## Exercise aim
Lay out the listing from the line containing "pixel 111 62." down to the line containing "pixel 205 375", both lines included, as a numbered list with no blank lines. Leave the pictures out of your answer.

Listing held in a dataset:
━━━━

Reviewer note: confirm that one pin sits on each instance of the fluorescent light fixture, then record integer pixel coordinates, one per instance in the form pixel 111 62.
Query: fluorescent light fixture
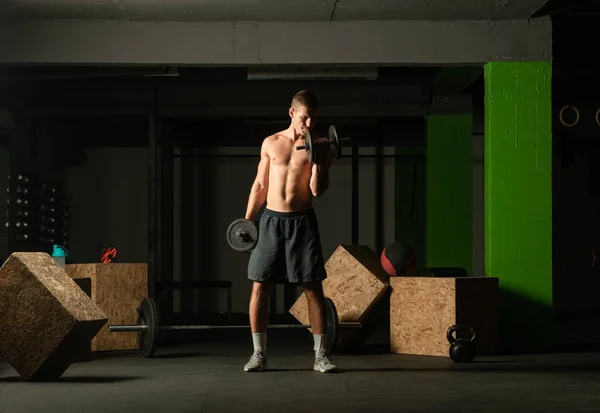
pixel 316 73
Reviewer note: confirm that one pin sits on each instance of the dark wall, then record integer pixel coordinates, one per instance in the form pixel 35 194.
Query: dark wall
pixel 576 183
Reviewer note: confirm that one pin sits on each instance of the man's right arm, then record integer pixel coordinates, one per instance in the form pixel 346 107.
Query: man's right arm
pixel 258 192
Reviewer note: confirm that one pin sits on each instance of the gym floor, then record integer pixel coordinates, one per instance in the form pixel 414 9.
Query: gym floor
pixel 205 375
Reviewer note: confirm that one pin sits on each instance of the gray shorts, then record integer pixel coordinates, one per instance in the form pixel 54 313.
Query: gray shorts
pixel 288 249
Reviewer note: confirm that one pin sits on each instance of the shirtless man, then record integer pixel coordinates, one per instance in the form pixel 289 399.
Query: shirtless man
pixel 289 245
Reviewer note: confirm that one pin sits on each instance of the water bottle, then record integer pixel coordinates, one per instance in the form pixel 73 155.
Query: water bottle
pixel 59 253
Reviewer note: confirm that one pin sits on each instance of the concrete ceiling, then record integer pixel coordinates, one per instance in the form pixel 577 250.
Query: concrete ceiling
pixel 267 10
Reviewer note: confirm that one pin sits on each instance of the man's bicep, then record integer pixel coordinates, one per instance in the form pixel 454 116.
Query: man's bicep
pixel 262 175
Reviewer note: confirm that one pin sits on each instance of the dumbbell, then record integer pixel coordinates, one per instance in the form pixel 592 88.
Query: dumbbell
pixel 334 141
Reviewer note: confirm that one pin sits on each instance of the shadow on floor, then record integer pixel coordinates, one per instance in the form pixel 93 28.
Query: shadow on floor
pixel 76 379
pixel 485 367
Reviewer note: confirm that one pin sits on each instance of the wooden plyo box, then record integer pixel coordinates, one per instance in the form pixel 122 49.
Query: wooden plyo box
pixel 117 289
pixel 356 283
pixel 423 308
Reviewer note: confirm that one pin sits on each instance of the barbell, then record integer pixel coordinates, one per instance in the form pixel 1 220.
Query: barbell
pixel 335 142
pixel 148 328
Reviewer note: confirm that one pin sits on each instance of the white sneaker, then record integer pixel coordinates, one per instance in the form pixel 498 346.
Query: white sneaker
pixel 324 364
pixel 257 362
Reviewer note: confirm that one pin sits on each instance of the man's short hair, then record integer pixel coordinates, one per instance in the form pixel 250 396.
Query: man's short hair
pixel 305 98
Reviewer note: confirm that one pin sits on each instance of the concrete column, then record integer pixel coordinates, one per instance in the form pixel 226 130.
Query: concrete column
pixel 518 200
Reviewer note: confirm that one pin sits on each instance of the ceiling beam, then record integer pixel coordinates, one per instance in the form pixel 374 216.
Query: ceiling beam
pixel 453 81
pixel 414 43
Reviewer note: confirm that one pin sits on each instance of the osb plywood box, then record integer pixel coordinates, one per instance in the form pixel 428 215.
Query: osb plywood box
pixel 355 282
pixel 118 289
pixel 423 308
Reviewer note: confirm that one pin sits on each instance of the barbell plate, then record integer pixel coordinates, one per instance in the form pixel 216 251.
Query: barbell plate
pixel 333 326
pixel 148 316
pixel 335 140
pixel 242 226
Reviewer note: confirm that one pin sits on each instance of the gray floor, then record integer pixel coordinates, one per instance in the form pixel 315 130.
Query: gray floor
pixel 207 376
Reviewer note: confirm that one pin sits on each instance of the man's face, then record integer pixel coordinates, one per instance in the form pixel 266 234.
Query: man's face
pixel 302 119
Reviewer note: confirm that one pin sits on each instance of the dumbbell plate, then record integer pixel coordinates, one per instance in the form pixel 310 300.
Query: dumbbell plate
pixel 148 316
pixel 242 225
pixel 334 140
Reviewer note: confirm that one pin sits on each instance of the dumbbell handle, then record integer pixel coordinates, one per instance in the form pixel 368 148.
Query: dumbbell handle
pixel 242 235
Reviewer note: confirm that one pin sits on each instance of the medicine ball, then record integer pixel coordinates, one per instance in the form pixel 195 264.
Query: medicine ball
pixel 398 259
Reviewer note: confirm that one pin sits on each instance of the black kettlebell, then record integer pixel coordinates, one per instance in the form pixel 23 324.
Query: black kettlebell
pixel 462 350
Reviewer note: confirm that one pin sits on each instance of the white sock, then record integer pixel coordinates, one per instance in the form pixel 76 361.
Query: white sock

━━━━

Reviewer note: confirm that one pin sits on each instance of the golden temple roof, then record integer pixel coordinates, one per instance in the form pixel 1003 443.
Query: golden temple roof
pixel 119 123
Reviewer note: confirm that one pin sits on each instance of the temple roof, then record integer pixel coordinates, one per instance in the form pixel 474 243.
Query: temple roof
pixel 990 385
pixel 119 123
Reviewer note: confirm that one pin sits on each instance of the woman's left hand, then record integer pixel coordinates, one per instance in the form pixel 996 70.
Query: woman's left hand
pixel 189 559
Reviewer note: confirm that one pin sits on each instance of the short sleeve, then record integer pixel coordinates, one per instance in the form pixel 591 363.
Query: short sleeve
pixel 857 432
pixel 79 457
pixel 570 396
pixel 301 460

━━━━

## Written response
1. Reviewer note: confirm that one pin sits on each instance of the fluorescent light fixture, then record integer pixel coordinates, one per instance in the form pixel 111 62.
2. Query: fluorescent light fixture
3. pixel 316 73
4. Reviewer note: confirm that one pin sits on each instance of the dark wall, then record integer pixel coordinates, one per instance in the form pixel 35 194.
5. Query: dark wall
6. pixel 576 183
7. Reviewer note: confirm that one pin sits on each instance of the man's right arm, then record integer pixel coordinates, one per instance in the form pixel 346 107.
8. Query: man's right arm
9. pixel 258 192
10. Reviewer note: confirm that one pin sits on each instance of the gym floor, then record integer pixel coordinates, one per instance in the form pixel 414 9.
11. Query: gym floor
12. pixel 205 375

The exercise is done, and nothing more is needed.